--- EXCERPT TO READ Enclosed Below ---

William was buried in what is now the United Church Cemetery in Westport. His widow Ann accompanied her son William, Jr., to Manitoba, and died at West Hall in 1905, a decade after her husband. Burial record for William's first wife Jane has not been found.

The Name Wyatt

Today people spell their names in a specific way, and when recording someone else's name, we ask how it's spelled if we're not sure. In the 19th Century names were written the way they sounded. William Wyatt could not read or write so we have no record of how he would have written his name. It was recorded by many others though. Census takers, ministers, merchants, registrars, newspapers, and Orange Lodge secretaries all wrote their own renditions of “Wyatt”. A review of more than ninety records about William Wyatt and his children between 1845 and 1969 yields a list of twenty-five different spellings: Waggett, Wiget, Wagant, Wageant, Weagant, Weagent, Wegant, Wigante, Wygent, Wiat, Wiatt, Wiet, Wyat, Wyatt, Wyet, Wyett, Wayant, Wiant, Wiante, Wient, Winett, Wint, Wyant, Wyante, and Wyent.

There also appears to be no pattern of change, gradual or otherwise, to the spellings. Weagant, which looks like an older, antique and perhaps more German spelling, ranges only from 1880 to 1910. Wyant is the name used in the earliest known record, in 1845, and as late as 1901. Wyatt, the spelling used today, appears as early as 1852. Waggett comes from an 1849 list, and Wageant from baptisms in 1868 and 1871. Several months apart in 1867 two of William's daughters were married, by the same minister. One was recorded as Sarah Wyat, the other as Eliz. Wygent.

--- End of Enclosed EXCERPT TO READ ---

> [BRIEF 1]: Name every kind of person or publication that the passage on the Wyatt surname says wrote down its own version of the name.
> [BRIEF 2]: In the passage on the Wyatt surname, what is the earliest year in which the spelling Wyatt appears?
> [BRIEF 3]: Continue the passage on the Wyatt surname from its last sentence.

--- EXERCISE DATA Enclosed Below ---

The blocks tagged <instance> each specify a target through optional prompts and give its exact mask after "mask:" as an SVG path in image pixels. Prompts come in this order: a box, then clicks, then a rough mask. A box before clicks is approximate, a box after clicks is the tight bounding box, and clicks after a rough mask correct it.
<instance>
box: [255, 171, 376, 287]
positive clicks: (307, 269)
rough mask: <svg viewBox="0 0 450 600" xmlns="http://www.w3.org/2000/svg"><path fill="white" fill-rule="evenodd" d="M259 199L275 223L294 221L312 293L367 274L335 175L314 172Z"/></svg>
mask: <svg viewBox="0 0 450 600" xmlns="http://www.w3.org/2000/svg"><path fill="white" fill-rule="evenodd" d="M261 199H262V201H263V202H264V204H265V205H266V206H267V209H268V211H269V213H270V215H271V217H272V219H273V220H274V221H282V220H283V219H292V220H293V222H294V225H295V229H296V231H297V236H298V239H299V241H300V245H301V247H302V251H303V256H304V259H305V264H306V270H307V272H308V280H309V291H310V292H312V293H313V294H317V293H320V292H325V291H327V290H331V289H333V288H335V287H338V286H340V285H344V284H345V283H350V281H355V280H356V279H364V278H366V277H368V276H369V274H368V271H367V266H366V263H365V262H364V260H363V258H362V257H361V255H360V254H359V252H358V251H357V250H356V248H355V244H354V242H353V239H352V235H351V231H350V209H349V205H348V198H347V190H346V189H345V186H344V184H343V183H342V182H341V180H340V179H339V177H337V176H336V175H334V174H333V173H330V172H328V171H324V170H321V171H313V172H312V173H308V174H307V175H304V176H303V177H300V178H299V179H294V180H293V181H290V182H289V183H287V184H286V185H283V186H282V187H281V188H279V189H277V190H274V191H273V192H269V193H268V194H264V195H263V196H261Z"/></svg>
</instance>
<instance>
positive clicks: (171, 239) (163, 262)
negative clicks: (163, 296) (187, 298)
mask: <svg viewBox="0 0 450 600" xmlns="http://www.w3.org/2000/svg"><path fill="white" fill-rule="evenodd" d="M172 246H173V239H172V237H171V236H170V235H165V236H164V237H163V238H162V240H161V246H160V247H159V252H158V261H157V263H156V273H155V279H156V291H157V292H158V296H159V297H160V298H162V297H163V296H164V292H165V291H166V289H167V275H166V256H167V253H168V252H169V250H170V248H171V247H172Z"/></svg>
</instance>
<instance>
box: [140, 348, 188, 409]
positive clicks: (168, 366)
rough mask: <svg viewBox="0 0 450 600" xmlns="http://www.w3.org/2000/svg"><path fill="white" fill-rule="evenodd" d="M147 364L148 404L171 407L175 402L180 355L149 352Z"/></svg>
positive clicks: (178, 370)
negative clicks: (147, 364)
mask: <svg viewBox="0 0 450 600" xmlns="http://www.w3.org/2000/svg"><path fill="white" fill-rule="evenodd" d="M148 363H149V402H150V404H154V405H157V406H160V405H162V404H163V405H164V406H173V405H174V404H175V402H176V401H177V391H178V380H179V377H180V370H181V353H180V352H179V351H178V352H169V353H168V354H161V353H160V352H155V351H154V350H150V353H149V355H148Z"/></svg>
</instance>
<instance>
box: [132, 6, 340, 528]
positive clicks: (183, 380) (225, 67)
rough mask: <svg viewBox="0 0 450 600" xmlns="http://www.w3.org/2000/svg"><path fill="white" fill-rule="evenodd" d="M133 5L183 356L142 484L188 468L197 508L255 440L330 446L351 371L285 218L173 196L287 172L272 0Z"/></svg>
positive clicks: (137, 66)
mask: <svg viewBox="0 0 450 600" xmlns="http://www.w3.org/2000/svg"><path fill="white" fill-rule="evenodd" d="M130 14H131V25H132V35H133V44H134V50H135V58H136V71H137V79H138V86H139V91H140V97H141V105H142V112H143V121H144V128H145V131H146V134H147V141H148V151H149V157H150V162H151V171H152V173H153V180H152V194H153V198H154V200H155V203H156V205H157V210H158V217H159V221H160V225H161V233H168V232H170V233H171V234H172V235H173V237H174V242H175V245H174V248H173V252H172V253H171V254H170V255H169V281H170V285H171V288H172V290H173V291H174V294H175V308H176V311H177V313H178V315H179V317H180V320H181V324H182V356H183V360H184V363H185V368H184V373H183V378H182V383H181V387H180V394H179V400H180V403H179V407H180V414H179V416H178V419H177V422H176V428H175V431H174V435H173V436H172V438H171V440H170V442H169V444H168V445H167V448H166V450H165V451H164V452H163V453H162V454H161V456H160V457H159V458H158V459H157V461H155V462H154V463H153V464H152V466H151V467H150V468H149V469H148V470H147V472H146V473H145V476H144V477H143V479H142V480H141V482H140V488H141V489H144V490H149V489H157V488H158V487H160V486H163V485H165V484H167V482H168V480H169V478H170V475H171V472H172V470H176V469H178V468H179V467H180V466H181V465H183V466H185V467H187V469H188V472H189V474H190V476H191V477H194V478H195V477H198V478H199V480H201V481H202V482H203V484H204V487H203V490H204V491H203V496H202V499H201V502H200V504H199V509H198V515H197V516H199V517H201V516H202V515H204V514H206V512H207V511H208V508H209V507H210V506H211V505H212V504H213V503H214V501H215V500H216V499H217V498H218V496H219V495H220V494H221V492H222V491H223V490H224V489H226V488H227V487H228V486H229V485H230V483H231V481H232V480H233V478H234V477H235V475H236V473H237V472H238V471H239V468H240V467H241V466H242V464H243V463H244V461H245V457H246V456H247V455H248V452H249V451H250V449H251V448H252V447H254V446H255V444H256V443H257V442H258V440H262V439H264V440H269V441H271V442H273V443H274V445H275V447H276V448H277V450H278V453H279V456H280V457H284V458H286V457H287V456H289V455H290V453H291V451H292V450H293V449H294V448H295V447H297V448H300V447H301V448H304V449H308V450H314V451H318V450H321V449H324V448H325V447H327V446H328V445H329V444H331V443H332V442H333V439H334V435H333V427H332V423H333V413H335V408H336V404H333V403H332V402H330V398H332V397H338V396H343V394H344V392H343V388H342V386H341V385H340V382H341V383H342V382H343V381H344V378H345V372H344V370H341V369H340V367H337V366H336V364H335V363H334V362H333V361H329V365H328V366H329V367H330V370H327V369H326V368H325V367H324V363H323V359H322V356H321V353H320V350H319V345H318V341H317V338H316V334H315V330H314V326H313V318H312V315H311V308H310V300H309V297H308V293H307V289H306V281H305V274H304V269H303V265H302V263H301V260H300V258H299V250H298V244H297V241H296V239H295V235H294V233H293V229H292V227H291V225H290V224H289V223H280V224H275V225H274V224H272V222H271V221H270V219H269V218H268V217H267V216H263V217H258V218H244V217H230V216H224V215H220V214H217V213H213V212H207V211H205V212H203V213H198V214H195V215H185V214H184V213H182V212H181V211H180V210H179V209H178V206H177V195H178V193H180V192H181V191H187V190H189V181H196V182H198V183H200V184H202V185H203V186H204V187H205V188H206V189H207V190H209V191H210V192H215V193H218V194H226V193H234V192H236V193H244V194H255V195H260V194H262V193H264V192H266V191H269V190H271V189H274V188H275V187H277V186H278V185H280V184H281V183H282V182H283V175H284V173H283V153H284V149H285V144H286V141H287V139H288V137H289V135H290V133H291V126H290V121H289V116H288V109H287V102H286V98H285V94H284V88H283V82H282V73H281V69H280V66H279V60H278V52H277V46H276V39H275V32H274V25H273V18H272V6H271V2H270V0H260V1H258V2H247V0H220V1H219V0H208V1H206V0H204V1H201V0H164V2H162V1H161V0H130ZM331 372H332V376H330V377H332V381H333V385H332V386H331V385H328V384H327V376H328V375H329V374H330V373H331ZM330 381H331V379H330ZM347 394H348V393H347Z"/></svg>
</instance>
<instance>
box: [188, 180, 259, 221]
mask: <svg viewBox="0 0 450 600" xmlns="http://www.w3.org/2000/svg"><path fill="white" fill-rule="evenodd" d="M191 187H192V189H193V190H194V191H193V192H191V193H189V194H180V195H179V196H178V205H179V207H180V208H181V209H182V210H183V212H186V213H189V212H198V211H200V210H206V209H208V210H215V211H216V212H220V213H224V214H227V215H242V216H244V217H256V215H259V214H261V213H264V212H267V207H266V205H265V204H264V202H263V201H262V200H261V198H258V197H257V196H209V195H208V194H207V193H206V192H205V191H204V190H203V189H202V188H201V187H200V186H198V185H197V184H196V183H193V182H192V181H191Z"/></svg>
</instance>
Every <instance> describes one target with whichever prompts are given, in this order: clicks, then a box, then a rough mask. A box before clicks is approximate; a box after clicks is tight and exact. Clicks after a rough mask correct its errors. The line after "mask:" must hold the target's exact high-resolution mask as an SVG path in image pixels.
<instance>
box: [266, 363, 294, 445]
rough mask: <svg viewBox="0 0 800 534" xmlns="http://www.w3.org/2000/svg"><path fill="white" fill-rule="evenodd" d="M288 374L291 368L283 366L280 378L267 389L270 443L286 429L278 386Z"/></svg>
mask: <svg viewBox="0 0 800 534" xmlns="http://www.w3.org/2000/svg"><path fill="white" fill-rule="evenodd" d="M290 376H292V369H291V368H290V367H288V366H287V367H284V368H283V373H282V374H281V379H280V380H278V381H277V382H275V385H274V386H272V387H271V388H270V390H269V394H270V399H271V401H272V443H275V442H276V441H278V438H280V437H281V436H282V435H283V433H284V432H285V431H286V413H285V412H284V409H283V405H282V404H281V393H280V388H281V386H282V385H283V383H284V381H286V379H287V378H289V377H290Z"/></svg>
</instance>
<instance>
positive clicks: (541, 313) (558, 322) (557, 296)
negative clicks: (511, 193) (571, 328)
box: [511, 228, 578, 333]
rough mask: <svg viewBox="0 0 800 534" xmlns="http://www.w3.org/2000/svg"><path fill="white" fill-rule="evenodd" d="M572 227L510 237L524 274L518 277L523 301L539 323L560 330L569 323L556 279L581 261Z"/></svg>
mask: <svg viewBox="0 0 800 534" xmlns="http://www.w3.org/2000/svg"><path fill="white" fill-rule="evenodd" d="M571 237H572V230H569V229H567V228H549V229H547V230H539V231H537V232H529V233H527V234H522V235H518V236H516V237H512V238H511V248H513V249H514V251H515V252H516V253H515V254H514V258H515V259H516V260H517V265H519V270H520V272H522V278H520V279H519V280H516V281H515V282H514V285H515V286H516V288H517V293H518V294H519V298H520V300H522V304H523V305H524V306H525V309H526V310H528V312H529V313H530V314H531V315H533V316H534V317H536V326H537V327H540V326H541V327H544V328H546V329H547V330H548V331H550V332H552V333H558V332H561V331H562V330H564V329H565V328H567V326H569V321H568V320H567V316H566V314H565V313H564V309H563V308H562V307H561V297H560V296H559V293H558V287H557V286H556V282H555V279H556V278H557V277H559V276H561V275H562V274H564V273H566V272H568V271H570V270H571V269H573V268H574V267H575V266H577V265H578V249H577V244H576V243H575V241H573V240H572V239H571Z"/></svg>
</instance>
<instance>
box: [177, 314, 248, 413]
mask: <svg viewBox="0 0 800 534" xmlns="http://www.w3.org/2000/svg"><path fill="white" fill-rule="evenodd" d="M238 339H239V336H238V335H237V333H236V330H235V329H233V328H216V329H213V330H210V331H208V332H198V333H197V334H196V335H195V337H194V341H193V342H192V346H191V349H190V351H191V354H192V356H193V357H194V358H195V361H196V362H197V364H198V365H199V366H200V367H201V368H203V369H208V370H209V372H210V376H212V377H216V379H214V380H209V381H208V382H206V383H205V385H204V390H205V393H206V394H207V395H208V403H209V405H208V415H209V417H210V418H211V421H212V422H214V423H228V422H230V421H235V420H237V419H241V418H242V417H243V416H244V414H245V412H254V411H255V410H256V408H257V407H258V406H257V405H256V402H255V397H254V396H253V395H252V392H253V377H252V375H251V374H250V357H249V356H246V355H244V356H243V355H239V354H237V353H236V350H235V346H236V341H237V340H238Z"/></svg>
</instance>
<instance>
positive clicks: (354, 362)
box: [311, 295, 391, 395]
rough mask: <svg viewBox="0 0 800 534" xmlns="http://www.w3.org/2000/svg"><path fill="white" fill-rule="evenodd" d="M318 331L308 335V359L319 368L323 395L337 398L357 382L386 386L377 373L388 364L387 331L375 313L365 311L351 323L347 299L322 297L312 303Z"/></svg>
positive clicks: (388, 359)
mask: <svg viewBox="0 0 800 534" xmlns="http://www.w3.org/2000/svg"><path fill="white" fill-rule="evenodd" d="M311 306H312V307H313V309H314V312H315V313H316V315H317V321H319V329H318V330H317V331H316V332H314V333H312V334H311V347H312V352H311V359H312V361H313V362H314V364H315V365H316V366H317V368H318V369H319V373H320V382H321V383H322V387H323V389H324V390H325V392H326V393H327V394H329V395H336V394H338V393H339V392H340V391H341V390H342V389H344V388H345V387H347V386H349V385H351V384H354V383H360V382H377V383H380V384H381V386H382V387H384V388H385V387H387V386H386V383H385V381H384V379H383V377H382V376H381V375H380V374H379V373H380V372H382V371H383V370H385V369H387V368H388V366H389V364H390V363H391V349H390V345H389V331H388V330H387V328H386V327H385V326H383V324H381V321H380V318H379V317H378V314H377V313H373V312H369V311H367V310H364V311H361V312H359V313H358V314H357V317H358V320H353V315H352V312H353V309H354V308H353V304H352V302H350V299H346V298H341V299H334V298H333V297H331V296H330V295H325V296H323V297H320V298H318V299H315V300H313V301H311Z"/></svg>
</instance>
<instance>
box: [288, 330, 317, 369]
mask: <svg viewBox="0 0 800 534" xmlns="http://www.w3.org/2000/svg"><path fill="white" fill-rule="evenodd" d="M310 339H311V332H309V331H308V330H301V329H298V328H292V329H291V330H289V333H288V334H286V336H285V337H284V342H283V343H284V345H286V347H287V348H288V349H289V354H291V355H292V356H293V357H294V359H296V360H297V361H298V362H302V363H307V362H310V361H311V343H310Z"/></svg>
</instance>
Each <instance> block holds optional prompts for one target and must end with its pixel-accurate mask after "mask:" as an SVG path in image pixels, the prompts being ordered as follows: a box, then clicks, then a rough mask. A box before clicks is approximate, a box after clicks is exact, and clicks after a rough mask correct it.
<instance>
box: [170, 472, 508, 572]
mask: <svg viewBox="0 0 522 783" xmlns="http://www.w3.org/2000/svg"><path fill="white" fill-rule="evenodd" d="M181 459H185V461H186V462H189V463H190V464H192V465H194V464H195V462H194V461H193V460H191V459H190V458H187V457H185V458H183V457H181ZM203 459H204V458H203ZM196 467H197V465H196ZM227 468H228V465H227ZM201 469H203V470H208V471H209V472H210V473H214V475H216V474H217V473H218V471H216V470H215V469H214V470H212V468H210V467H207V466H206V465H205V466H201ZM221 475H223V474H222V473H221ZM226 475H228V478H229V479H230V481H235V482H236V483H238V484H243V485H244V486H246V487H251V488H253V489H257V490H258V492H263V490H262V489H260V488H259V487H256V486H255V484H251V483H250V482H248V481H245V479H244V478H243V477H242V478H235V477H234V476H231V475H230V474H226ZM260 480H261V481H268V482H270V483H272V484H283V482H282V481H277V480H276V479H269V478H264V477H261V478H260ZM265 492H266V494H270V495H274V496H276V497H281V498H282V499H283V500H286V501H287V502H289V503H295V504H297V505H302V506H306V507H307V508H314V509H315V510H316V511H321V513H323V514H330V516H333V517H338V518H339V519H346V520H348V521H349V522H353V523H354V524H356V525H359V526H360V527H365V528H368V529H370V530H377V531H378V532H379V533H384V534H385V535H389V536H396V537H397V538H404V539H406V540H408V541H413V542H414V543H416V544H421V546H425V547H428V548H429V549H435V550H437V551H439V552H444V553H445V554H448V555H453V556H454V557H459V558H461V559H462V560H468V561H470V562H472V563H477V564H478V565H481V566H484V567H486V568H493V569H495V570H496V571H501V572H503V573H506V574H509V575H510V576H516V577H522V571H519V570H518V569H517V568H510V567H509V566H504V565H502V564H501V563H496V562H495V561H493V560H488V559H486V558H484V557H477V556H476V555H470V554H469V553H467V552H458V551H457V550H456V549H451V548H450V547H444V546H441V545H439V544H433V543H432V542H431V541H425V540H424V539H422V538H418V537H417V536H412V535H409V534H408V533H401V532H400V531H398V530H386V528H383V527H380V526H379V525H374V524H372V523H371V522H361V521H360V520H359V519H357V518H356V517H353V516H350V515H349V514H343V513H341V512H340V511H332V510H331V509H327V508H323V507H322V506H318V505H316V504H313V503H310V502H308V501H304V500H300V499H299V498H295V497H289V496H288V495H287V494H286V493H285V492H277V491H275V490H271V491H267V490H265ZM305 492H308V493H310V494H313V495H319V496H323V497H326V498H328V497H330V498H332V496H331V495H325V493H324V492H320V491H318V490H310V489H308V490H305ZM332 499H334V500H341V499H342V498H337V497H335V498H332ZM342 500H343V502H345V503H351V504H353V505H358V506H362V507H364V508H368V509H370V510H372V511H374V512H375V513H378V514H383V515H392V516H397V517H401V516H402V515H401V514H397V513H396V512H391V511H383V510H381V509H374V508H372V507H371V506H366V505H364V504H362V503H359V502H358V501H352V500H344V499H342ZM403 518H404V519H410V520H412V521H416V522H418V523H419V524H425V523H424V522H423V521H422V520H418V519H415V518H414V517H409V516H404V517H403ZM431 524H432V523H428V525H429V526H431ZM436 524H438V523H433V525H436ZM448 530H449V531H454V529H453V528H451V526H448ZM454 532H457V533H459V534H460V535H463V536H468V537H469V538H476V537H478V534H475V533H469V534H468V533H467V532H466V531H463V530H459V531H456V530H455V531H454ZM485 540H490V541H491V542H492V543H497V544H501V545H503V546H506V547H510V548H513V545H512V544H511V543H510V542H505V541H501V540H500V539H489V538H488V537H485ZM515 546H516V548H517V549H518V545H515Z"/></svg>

--- End of Enclosed EXERCISE DATA ---

> [EXPECTED ANSWER 1]: Census takers, ministers, merchants, registrars, newspapers, and Orange Lodge secretaries.

> [EXPECTED ANSWER 2]: 1852

> [EXPECTED ANSWER 3]:
Ethnicity of the Wyatt Family

“The Wyatts were Irish” is the most often repeated answer to the “Where are we from?” question. Certainly James Robert Wyatt's descendants believed it, as did Jennie Edna Wyatt and Billy Wyatt. It's also the single most often recorded answer in 19th Century census records, but the records are not unanimous.

In 1901 Clarinda was specifically recorded as German among her Irish husband and children, and in 1871 the whole family was listed as “Dutch”. “Dutch” again appears in the 1901 Census, carefully noted as the ethnicity of Eliza Jane while her husband and daughters are English. The word “Dutch” comes from “Deutsch”, meaning German. There are also the variants of the family surname that make Irish ancestry less likely. “Weagant” and versions like it are very similar to the German surname Weygandt. Even “Wyatt” is not typically an Irish name.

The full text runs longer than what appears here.